Estratto del testo:

· · · ·

In Touch di Baltasar Kormákur c'è una traccia poetica in grado di riempire tanto le immagini quanto le parole, mischiando e alternando una superficie che riflette una moltitudine di temi. Tutti a fuoco, tutti sostanzialmente nevralgici nel percorso cinematografico (e umano) compiuto dalla brillante sceneggiatura firmata da Kormákur insieme ad Ólafur Jóhann Ólafsson, che ha scritto il romanzo (Sotto la pioggia gentile) da cui il film è direttamente tratto.
"La storia d'amore che cercavo", dirà il regista islandese, abituato a un costante cambio di ritmo (basti pensare che prima di Touch ha diretto l'adrenalinico Beast). Allora, in un'epoca sfocata, in cui i generi hanno perso i loro punti di riferimento, ibridando il linguaggio, Touch torna a riflettere - con forza, dolcezza, lucidità - sullo stato dell'amore per mezzo di un cinema emotivamente rilevante, "parlando a coloro che l'amore lo cercano, o l'hanno perso".
Touch, alla ricerca dell'amore perduto
Interessante, tra l'altro, la cornice attorno a Touch. Il cinema, come la letteratura, hanno subito affrontato di petto il Covid-19, riflettendo sul senso straniante e fosco di quei giorni senza futuro (non che oggi il futuro sia più limpido, ma tant'è). In questo caso, lo script di Ólafur Jóhann Ólafsson sceglie proprio il periodo più delicato di tutti, ambientando la storia all'inizio della pandemia. Protagonista è infatti Kristofer (Egill Ólafsson), anziano vedovo con una demenza senile appena diagnosticata. Essenzialmente, un uomo che non ha più nulla da perdere.
Dunque, decide di lasciare Reykjavik per volare a Londra. Nonostante le mascherine, il distanziamento e le restrizioni, l'uomo ha intenzione di ritrovare il suo grande amore di gioventù, Miko (Yōko Narahashi), che non vede da cinquant'anni. Così, Baltasar Kormakur, incrocia passato e presente (e che belli i flashback nella swinging London, con Kristofer e Miko interpretati da Palmi Kormakur e da Kōki), per un percorso in grado di ricucire il tempo di un amore indissolubile.

· · · ·

Voci estratte:
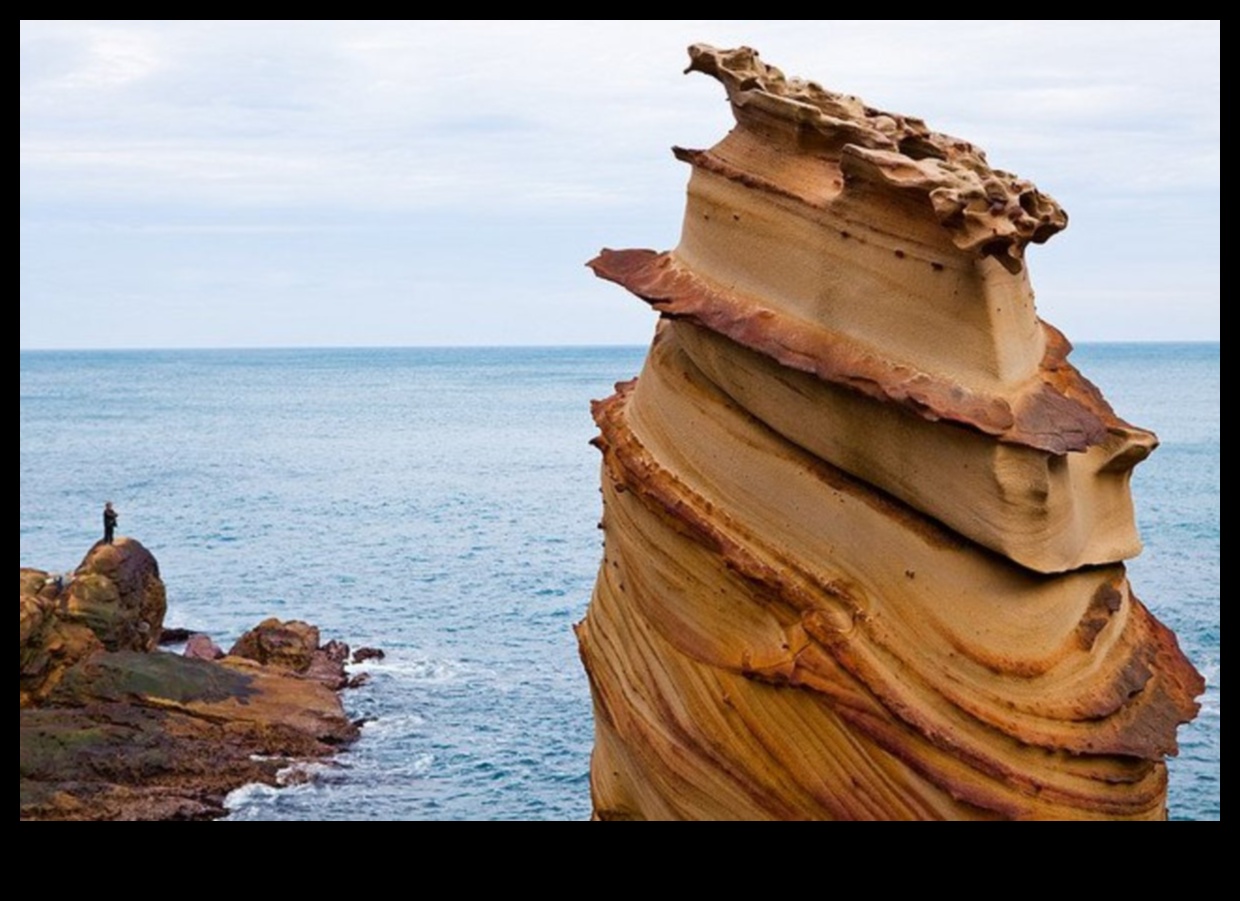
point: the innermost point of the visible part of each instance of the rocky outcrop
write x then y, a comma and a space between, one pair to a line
864, 523
118, 594
114, 730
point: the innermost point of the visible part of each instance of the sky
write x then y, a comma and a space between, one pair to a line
274, 184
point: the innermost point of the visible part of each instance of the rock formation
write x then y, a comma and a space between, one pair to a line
112, 729
864, 523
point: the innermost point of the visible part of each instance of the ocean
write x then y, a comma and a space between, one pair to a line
442, 505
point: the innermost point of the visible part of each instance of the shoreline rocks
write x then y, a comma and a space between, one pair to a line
113, 729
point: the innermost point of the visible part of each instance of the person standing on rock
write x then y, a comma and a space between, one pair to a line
109, 522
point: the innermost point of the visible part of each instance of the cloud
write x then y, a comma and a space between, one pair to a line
562, 127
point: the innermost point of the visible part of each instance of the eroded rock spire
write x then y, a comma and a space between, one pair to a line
864, 523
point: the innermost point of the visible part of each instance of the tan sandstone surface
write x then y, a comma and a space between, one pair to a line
864, 523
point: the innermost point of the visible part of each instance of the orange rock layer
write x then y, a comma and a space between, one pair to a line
863, 529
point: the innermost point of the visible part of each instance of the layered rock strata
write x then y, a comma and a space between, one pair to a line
864, 523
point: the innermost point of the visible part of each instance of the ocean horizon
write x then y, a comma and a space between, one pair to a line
442, 503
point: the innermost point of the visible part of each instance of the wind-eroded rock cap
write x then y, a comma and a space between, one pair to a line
987, 211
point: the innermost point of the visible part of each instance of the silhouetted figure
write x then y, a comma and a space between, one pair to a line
109, 522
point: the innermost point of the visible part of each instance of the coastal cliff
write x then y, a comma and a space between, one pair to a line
864, 523
112, 728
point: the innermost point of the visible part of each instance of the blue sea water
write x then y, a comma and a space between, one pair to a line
442, 505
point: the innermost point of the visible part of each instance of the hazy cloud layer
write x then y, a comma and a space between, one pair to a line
238, 184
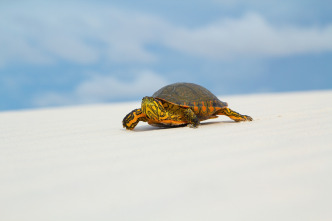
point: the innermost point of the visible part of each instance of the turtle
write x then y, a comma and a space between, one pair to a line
180, 104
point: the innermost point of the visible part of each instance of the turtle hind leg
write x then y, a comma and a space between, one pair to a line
191, 117
131, 120
234, 115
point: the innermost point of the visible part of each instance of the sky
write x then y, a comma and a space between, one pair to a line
58, 53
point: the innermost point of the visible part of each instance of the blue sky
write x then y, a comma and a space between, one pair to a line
55, 53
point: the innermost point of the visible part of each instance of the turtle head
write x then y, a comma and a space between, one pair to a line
153, 109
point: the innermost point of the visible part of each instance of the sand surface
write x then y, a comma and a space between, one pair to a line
78, 163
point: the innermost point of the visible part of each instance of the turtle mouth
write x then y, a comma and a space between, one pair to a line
150, 108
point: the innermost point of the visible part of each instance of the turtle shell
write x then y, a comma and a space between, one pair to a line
188, 95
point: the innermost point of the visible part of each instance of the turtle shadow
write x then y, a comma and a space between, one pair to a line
145, 128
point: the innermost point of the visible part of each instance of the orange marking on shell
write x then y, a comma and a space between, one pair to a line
211, 108
203, 107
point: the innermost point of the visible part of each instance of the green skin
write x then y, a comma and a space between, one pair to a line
159, 113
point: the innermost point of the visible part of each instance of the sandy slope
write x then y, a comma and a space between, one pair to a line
79, 164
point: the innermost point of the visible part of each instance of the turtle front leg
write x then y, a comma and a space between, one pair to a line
131, 120
234, 115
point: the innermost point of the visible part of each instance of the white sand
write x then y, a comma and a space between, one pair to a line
79, 164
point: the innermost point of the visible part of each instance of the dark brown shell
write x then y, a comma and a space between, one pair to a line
188, 94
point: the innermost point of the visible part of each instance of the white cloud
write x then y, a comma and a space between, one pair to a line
100, 88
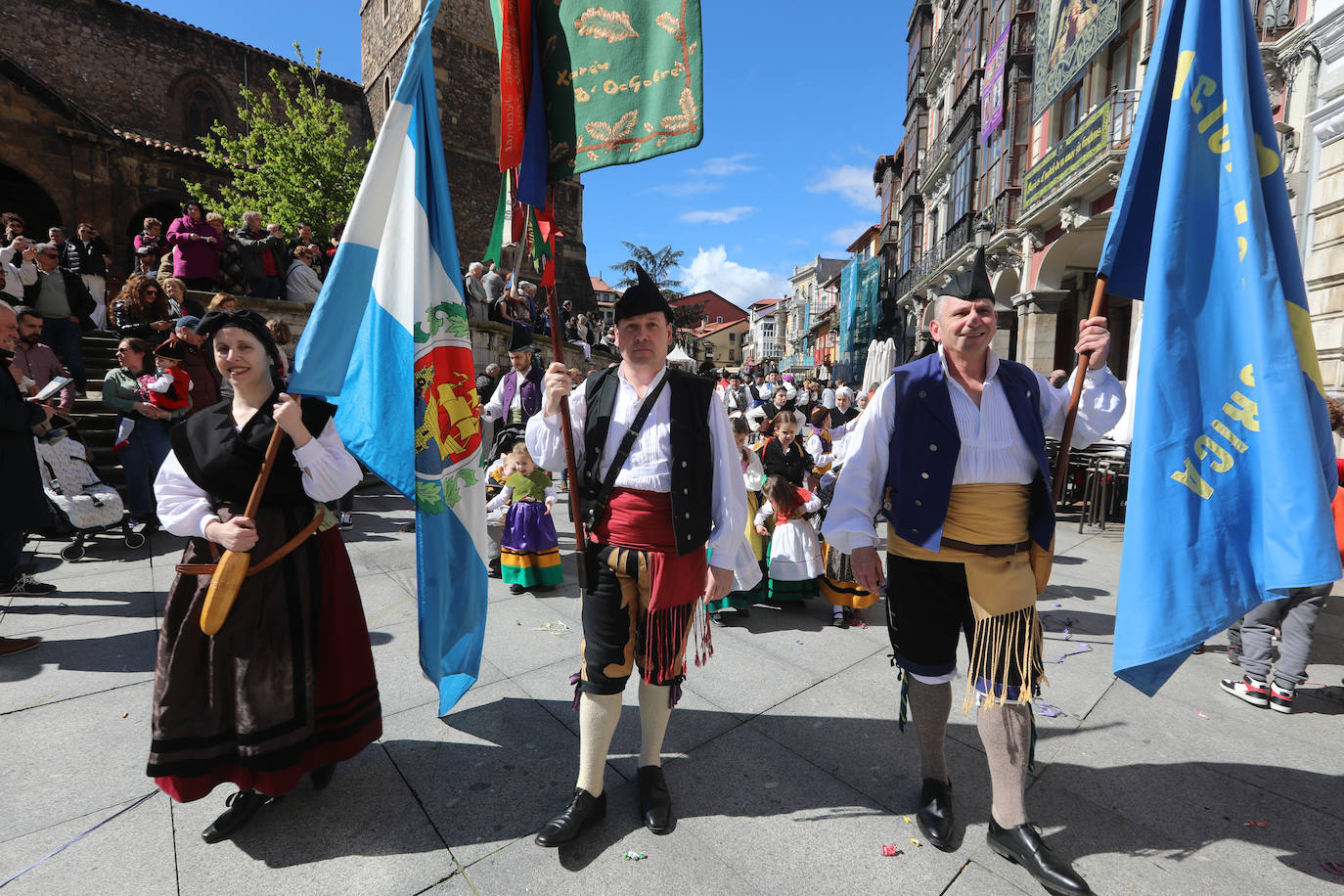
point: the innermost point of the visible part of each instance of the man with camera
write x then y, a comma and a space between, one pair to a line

· · · ·

Esercizi:
1. Risponda alle seguenti domande sul testo su Touch:
(a) Chi ha scritto il romanzo da cui il film è tratto?
(b) Quale film ha diretto il regista prima di Touch?
(c) Da quanti anni Kristofer non vede Miko?
2. Riproduca fedelmente il passo del testo su Touch che inizia con "In Touch di" e termina con "è direttamente tratto.".
3. Porti avanti il testo su Touch a partire dal punto in cui si arresta.
Le voci riportate provengono da una fonte diversa dal testo.

Soluzioni:
1.
(a) Ólafur Jóhann Ólafsson.
(b) Beast.
(c) Da cinquant'anni.

2.
In Touch di Baltasar Kormákur c'è una traccia poetica in grado di riempire tanto le immagini quanto le parole, mischiando e alternando una superficie che riflette una moltitudine di temi. Tutti a fuoco, tutti sostanzialmente nevralgici nel percorso cinematografico (e umano) compiuto dalla brillante sceneggiatura firmata da Kormákur insieme ad Ólafur Jóhann Ólafsson, che ha scritto il romanzo (Sotto la pioggia gentile) da cui il film è direttamente tratto.

3.
Baltasar Kormákur: "Touch, il mio istinto per un film sul tempo da ritrovare". L'intervista
Commozione ed emozione
Ed è un'emozione scoperta, Touch. Un'emozione vibrante, in sinergia nelle immagini e nella materia. Una costruzione sintomatica di un rapporto lasciato in sospeso, che rimbalza tra epoche, agganciandosi tanto alla confezione (impeccabile, forse la più impeccabile firmata da Kormákur) quanto alla sostanza. La nostalgia di un tempo sospeso, l'impeto vitale di un rapporto da romanzo, le mosse graziate di una elegantissima messa in scena, finemente dosata, dolcemente appoggiata sulle parole e sui silenzi di due protagonisti da manuale, quasi da sogno. Due protagonisti opposti e continui, geograficamente distanti (l'Islanda e il Giappone), umanamente indivisibili.
Un film che, tra la fotografia di Bergsteinn Björgúlfsson e la musica originale composta da Högni Egilsson sembra quasi emanare profumi e ricordi (la musica è tra gli elementi portanti di Touch, azzardando un curioso parallelismo tra i protagonisti e John Lennon e Yoko Ono), in un giro di violino che si intreccia con lo sguardo di un uomo che sfida il tempo e la memoria, beffando la morte, ingannando l'attesa, ripensando ai giorni più belli. Quanta poesia, quanta bellezza, quanta grazia nelle radici rivelate, evitando la retorica per affidarsi alla struttura semplice di un'emozione. Anche per questo, Touch, dalla commozione composta eppure accecante, è cinema che torna alle origini del genere, sfiorando la fiaba, e attraversando il cuore e la testa. Sì, siamo degli inguaribili romantici. Ma con una storia così, provateci voi a non commuovervi.
Conclusioni
Luce, tempo, amore, passato e presente, fino ad un futuro da scrivere. Baltasar Kormakur cambia genere (ancora una volta), affrontando un dramma romantico ad alto tasso emozionale. Touch, tratto dal romanzo Sotto la pioggia gentile, è un melò dai forti riverberi, capace di scaldare e commuovere. E sì, è il caso di dirlo: preparate i fazzoletti.
Perché ci piace
- Il tono tenuto dal regista.
- La fotografia.
- La musica.
- Non di meno, la storia.
Cosa non va
- Forse, può peccare di un certo formalismo.